(Trecho fornecido)
▬▬▬▬▬▬▬▬▬▬
Marielle Franco vive. Pelo menos na entomologia, que é o estudo dos insetos. A vereadora, socióloga, ativista dos direitos LGBTQIA+ e das comunidades carentes, morta em 2018, acaba de ser homenageada com uma nova espécie de formiga brasileira.
Além de Franco, outras dez mulheres, dois pesquisadores e o povo da etnia indígena wachiperi emprestam seu nome a formigas do gênero Hylomyrma.
O artigo descrevendo as 14 novas espécies foi publicado em outubro na revista especializada Zootaxa. A autora é Mônica Ulysséa, entomóloga e pesquisadora do Museu de Zoologia da Universidade de São Paulo. O trabalho, fruto da sua tese de doutorado, foi feito em conjunto com o seu orientador, Carlos Roberto Brandão, professor do mesmo instituto.
▬▬▬▬▬▬▬▬▬▬
(Problema)
Retome o texto sobre as novas espécies de formiga que homenageiam Marielle Franco e dê continuidade a ele a partir da última frase.
▬▬▬▬▬▬▬▬▬▬
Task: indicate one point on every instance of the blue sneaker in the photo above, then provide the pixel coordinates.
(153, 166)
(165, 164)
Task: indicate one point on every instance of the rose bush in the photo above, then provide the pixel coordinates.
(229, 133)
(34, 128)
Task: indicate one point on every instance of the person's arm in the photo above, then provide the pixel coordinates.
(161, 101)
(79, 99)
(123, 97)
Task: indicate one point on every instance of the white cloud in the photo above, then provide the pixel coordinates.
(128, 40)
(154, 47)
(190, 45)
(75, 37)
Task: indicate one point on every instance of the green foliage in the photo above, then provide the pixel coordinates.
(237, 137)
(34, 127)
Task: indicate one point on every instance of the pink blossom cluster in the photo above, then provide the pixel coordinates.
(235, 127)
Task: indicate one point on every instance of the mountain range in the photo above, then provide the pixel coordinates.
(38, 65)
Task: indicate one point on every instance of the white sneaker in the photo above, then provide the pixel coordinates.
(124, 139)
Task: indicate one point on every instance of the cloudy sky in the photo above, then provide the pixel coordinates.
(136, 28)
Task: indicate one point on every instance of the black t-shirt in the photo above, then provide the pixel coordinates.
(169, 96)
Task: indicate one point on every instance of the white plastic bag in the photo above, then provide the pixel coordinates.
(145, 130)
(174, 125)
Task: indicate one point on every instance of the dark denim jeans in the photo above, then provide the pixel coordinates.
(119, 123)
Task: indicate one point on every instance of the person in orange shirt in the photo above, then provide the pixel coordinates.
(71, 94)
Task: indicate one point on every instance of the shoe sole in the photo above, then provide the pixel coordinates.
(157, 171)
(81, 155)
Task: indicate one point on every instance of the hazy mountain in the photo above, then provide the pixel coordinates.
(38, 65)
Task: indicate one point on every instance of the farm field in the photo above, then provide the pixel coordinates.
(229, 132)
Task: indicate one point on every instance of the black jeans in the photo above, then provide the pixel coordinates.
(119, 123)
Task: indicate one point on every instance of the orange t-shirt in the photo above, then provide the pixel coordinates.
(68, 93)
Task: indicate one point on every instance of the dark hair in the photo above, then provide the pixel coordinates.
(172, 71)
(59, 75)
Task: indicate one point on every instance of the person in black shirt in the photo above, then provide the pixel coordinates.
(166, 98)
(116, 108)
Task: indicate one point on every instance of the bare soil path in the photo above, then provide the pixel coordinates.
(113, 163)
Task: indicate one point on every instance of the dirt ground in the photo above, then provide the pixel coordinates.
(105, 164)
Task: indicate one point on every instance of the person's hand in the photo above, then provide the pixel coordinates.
▬▬▬▬▬▬▬▬▬▬
(Resposta do exercício)
Para a homenagem, Ulysséa pensou em mulheres que "cada uma em sua área de atuação, lutaram para ocupar um lugar historicamente considerado como não seu". "Escolhi homenagear mulheres que inclusive não são cientistas, para chamar atenção para todos os vieses de gênero na nossa sociedade", explica.
Entre os nomes, se destacam Clarice Lispector, Dandara dos Palmares e a jogadora de futebol Formiga.
O gênero Hylomyrma, antes conhecido para 16 espécies, agora possui 30, com distribuição desde o sul do México até o norte da Argentina.
No estudo, a pesquisadora mapeou características morfológicas dos bichos, como pelos e espinhos na cabeça, abdômen e tórax, as três partes do corpo de um inseto. Para conseguir separar e identificar cada espécie, ela avaliou 3.260 indivíduos.
A área da biologia que identifica e classifica as espécies que compõem nossa biodiversidade é conhecida como taxonomia. Apesar da importância desses especialistas, o taxonomista é um profissional que está "sob risco de extinção", afirma a bióloga.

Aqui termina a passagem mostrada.